• DOCUMENTO DE ORIGEM:
A pá de cal foi a publicação do deputado Eduardo Bolsonaro (PSL-SP). “Se fossem dar Rouanet para um Instituto de nome Brilhante Ustra diriam é ideologização e etc. O governo é técnico, ponto. Aplica a lei”, publicou, comparando o nome de um dos militares torturadores mais conhecidos da ditadura ao diretor de Jornalismo da TV Cultura, cujo assassinato nas dependências do DOI-CODI ficou marcado também pela tentativa de apagamento de sua história, veiculada como “suicídio” na versão oficial da época.

Entre as atividades propostas para a captação de recursos junto a empresas e organizações, estava a preservação do acervo cultural do site Memórias da Ditadura, a elaboração da Coleção Direitos Humanos, Memória, Verdade e Justiça, um livro sobre a vala clandestina de Perus e a promoção de Webinários com temas correlatos. Há também a intenção de continuar com a organização de um livro sobre Vladimir Herzog.

“A natureza dos projetos é bastante parecida: vários dos que inscrevemos e que foram aprovados no ano passado a gente não conseguiu executar porque não houve investimento. Então nós inscrevemos de novo na expectativa desse ano fazer alguma captação.”, afirma Giuliano Gali, coordenador de Jornalismo e Liberdade de Expressão.

“A gente não pode dissociar que Eduardo Bolsonaro é filho de Jair Bolsonaro. A gente não pode dissociar isso tudo do indeferimento do nosso projeto. Esse caso é bem elucidativo como a ideologia política é o que conduz esse governo. O mesmo plano anual que apresentamos à Lei, com as mesmas atividades, se fosse apresentado por uma entidade que não leva o nome de um homem que lutou contra a ditadura, seria aprovado. A gente precisa entender o que está acontecendo, qual é a explicação oficial.”, argumenta Gali.

Em nota, o Ministério da Mulher, Família e Direitos Humanos afirmou que o caso de Markus Sokol está à disposição do requerente via Lei de Acesso à Informação, e que o “parecer emitido pelo conselho [da Comissão de Anistia] não vincula a decisão da Ministra de Estado.”

O Ministério do Turismo, que sustenta a estrutura da Secretaria Especial de Cultura, não respondeu aos questionamentos feitos pela reportagem, incluindo questionamentos sobre quais as provas de que haveria “ilegalidade” no funcionamento da lei de captação, conforme alegado pelos dois secretários.

Para Maria Laura Canineu, as instituições brasileiras têm obtido sucesso em barrar algumas das investidas do governo ou de atuar em omissões, como a recomendação emitida pelo Conselho Nacional de Justiça a juízes para prisões provisórias a fim de coibir a propagação da Covid-19 em prisões e unidades socioeducativas, ou a derrubada de vetos presidenciais, por parte do Congresso, em relação a uma legislação sobre cuidados de saúde emergenciais para os povos indígenas. Mas a lista de desmontes ainda é grande.

“Temos preocupação com a baixa execução orçamentária do Ministério da Mulher, Família e Direitos Humanos, incluindo no que se refere a políticas relacionadas a mulheres e à população LGBT. A ministra Damares Alves tem aproveitado de toda oportunidade no plano internacional para se aliar a outros governos na promoção de uma pauta contra os direitos sexuais e reprodutivos.”, exemplifica.

Itens extraídos de uma coleção:
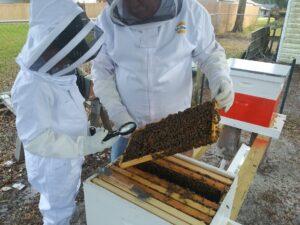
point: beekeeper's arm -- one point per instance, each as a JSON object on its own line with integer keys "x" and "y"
{"x": 33, "y": 105}
{"x": 211, "y": 59}
{"x": 105, "y": 88}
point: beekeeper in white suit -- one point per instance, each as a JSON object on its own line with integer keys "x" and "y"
{"x": 50, "y": 117}
{"x": 147, "y": 60}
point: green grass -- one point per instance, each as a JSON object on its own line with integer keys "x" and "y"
{"x": 12, "y": 38}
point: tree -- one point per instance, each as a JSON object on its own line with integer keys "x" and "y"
{"x": 238, "y": 27}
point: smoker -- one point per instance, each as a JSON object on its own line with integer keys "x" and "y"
{"x": 181, "y": 190}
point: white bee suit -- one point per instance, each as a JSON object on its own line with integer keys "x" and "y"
{"x": 150, "y": 64}
{"x": 50, "y": 117}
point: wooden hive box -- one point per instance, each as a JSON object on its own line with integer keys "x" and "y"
{"x": 171, "y": 188}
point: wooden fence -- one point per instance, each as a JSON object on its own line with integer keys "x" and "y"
{"x": 223, "y": 13}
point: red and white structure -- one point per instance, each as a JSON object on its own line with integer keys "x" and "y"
{"x": 258, "y": 87}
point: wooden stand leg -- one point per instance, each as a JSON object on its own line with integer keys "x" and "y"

• INSTRUÇÕES DA TAREFA:
Responda, com base na reportagem:
1. Qual é o cargo de Giuliano Gali?
2. Segundo a nota do Ministério da Mulher, Família e Direitos Humanos, por qual via o caso de Markus Sokol está à disposição do requerente?
3. Qual ministério sustenta a estrutura da Secretaria Especial de Cultura?

• RESULTADO:
1. Coordenador de Jornalismo e Liberdade de Expressão.
2. Pela Lei de Acesso à Informação.
3. O Ministério do Turismo.